## Problem requirements
Which lines in the records below contain the word "cone"? Return each of them.

(Data for this exercise)

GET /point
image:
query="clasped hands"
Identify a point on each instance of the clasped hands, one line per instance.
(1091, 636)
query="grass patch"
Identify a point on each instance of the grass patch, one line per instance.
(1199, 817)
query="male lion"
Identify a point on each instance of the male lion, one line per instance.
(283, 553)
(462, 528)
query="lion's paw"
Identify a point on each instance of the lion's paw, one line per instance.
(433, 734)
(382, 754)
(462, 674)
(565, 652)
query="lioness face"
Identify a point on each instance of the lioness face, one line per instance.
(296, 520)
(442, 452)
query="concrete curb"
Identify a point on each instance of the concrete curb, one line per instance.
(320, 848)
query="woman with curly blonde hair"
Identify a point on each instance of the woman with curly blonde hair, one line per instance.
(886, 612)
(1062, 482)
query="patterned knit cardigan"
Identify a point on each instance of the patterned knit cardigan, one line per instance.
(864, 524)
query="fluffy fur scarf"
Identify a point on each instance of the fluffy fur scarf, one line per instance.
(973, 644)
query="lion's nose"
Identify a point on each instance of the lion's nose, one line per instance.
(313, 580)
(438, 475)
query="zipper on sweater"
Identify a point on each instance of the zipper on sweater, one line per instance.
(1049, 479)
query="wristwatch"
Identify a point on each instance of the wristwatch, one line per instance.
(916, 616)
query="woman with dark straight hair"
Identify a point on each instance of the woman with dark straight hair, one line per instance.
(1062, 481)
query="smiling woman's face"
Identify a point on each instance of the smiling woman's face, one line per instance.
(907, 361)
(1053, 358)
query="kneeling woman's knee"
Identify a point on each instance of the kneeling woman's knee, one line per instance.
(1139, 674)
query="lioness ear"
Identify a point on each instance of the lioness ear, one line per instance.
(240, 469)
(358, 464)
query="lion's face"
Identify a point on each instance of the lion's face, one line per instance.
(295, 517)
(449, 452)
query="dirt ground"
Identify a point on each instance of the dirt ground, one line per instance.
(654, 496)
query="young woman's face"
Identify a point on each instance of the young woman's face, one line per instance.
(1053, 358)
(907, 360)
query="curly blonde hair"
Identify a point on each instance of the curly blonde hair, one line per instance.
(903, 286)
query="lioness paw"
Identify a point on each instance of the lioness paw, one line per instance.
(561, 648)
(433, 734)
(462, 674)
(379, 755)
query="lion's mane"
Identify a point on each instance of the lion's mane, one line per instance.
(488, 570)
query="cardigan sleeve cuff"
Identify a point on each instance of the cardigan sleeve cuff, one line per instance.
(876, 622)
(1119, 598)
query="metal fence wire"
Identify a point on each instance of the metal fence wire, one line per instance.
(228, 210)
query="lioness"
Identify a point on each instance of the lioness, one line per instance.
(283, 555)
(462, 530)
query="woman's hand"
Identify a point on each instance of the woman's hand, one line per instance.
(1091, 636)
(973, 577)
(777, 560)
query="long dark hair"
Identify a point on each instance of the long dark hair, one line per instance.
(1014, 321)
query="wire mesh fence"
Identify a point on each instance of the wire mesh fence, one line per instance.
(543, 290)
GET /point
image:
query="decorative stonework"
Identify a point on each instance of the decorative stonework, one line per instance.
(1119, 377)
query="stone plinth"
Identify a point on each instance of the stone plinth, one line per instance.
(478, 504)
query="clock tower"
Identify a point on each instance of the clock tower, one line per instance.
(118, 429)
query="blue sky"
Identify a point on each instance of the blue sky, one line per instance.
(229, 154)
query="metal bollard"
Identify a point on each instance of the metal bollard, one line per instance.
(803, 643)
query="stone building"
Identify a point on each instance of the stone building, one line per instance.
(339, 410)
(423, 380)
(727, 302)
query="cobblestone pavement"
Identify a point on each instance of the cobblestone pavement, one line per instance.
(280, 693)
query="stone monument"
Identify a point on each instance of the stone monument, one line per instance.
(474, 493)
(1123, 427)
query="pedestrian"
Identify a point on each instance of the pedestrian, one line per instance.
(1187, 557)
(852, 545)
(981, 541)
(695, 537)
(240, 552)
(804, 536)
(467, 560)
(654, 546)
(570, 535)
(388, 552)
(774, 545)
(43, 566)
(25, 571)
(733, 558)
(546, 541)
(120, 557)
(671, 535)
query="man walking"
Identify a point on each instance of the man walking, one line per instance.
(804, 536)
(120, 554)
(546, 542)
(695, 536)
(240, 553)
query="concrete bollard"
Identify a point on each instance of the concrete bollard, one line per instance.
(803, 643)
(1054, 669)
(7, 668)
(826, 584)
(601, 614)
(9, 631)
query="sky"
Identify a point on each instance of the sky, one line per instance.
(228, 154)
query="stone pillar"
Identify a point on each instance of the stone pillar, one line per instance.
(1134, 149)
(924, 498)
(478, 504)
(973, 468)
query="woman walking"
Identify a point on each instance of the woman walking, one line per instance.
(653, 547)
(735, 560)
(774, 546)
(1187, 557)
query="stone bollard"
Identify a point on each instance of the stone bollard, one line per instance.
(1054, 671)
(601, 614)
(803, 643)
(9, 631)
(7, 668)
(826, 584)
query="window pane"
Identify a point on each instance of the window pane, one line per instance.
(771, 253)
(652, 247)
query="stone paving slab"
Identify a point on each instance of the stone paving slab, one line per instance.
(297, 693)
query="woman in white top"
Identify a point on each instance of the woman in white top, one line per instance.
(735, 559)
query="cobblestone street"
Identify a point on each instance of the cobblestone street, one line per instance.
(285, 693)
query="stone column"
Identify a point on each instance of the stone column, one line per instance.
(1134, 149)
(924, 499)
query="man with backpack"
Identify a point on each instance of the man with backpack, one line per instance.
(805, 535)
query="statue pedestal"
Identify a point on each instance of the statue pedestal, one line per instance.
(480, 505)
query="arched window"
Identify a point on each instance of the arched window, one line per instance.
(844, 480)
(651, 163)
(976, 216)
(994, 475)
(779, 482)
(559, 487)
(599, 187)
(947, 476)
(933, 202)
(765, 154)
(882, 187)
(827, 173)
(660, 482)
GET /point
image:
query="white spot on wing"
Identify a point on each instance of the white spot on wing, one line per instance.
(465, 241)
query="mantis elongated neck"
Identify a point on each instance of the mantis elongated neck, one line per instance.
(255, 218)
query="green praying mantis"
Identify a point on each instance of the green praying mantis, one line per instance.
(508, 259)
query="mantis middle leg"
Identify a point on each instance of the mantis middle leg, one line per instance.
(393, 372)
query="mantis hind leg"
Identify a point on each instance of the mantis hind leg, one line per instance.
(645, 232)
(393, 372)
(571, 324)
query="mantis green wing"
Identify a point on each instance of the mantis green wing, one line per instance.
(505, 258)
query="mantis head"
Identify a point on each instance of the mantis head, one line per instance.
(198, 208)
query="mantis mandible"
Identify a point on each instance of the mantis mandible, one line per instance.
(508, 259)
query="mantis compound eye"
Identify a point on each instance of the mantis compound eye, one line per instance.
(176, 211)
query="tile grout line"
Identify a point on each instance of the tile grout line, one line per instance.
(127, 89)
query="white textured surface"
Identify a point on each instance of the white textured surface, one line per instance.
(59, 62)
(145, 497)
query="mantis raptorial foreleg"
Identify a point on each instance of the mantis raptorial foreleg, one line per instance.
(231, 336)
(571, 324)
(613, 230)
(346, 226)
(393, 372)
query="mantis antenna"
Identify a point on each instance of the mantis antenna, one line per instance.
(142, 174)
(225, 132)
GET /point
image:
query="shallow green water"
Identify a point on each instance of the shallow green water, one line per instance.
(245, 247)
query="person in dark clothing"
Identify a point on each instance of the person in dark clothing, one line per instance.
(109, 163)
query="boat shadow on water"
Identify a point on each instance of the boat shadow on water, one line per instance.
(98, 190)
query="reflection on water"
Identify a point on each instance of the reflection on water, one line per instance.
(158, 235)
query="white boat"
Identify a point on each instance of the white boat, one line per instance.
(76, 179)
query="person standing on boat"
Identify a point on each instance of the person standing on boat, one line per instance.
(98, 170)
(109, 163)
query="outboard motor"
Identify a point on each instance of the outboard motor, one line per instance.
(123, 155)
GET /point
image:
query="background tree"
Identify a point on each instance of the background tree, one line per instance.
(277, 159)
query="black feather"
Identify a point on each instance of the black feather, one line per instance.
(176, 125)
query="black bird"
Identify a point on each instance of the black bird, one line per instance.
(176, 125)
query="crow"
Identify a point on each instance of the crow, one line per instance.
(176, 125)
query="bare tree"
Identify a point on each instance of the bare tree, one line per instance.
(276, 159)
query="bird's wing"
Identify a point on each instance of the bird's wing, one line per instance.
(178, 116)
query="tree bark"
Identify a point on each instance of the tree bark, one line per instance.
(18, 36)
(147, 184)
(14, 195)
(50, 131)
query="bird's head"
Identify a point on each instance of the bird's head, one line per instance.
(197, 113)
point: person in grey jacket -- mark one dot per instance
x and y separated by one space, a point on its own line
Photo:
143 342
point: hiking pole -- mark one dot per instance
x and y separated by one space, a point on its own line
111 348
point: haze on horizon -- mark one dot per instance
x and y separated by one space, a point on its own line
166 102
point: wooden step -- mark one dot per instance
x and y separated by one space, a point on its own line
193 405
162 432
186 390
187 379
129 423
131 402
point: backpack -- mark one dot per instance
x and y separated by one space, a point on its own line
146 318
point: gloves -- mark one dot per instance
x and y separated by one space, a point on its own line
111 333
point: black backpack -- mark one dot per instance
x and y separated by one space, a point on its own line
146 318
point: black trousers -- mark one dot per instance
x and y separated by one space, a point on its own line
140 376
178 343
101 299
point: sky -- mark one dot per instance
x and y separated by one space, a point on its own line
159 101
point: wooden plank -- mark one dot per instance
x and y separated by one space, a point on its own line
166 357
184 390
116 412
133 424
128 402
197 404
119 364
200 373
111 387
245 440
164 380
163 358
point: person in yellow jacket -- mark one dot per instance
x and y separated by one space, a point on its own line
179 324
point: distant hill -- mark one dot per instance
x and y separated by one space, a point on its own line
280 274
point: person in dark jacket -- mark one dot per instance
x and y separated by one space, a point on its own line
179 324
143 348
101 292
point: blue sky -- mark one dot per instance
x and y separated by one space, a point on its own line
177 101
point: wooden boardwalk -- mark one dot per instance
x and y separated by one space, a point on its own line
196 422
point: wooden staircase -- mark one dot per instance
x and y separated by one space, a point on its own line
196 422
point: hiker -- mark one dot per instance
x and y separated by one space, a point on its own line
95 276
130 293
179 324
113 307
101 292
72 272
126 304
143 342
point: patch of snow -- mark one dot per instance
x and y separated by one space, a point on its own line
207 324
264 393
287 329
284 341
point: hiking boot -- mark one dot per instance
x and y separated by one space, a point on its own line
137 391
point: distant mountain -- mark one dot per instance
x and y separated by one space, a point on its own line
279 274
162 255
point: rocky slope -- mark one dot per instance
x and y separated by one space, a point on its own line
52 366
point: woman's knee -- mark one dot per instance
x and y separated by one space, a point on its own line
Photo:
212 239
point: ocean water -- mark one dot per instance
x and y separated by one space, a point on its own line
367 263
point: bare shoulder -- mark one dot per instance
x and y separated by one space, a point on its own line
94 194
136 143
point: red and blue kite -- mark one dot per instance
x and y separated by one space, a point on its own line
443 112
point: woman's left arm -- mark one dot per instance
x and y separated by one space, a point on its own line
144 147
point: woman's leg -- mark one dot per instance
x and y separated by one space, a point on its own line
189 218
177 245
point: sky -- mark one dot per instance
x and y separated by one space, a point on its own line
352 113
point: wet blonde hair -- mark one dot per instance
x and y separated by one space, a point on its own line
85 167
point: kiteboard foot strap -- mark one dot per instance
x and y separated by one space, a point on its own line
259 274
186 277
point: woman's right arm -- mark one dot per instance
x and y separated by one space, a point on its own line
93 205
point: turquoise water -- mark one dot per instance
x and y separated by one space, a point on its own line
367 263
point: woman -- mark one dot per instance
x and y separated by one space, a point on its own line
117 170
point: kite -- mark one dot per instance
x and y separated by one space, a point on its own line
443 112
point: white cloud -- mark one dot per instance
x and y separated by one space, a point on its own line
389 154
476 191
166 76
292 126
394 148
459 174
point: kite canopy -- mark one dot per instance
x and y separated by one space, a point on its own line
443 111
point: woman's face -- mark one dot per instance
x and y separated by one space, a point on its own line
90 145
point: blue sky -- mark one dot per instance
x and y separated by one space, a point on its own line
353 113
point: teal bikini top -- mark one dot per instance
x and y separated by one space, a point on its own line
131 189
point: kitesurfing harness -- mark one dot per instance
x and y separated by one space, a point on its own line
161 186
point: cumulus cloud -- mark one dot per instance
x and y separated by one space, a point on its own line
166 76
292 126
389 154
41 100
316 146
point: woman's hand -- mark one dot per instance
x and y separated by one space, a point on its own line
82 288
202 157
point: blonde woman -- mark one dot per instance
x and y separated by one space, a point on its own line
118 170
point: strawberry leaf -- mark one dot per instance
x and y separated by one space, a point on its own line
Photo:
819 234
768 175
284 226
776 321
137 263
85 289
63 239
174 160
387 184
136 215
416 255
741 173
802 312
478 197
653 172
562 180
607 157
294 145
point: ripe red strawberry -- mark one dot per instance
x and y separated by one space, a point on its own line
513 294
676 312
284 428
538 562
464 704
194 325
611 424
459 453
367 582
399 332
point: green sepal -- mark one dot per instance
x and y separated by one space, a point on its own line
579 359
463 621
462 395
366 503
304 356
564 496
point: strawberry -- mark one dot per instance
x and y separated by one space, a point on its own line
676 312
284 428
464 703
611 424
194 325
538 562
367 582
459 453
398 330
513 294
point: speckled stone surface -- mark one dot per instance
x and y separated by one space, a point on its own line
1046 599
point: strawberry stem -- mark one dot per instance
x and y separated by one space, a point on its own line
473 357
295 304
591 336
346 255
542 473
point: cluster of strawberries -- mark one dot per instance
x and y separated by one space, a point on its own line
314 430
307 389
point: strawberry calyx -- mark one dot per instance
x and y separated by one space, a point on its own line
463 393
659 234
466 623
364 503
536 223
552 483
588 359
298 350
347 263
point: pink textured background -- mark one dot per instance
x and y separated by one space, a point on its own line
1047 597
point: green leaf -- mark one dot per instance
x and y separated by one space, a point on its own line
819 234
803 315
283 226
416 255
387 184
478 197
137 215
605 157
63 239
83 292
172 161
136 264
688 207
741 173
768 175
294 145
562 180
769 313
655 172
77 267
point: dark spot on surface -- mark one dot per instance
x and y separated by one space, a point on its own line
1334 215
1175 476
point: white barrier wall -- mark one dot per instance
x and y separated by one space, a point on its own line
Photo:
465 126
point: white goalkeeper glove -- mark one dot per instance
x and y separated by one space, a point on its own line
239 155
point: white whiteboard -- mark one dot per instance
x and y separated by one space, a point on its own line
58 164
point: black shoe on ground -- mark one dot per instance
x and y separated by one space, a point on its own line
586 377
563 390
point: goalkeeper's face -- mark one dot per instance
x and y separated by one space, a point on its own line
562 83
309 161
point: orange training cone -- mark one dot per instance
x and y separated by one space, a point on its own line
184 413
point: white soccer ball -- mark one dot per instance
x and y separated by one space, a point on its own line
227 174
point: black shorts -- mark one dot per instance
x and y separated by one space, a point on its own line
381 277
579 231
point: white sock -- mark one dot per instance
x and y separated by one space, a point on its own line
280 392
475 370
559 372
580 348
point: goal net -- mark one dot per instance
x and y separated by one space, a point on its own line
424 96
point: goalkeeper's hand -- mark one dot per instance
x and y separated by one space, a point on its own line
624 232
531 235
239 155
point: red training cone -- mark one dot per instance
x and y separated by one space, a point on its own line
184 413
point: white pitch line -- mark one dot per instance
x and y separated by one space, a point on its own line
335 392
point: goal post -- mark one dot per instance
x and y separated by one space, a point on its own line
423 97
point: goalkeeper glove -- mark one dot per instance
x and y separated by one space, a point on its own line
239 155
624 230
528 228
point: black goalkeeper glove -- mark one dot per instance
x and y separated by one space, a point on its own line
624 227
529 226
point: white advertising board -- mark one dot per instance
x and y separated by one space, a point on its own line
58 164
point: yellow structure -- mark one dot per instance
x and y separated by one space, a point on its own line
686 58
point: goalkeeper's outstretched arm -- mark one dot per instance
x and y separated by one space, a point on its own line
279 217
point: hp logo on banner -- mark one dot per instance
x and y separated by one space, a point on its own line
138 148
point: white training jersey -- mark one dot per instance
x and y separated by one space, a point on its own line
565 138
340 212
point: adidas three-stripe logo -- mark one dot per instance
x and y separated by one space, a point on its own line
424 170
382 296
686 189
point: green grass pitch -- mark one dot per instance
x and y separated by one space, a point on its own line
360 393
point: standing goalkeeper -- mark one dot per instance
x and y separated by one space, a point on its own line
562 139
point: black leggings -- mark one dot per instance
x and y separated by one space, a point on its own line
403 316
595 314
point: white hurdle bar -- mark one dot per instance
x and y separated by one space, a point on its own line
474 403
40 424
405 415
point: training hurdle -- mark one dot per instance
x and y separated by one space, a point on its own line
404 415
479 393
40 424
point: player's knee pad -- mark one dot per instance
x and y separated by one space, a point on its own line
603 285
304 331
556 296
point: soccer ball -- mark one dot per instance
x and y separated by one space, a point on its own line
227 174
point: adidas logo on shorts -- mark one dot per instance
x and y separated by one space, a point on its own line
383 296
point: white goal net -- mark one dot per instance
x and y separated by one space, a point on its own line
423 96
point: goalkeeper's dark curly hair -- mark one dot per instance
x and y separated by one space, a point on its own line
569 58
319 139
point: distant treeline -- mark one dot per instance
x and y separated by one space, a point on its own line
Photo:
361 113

(End Data for this exercise)

## Task answer
point: orange training cone -- mark one dot per instance
point: red training cone -- mark one dot per instance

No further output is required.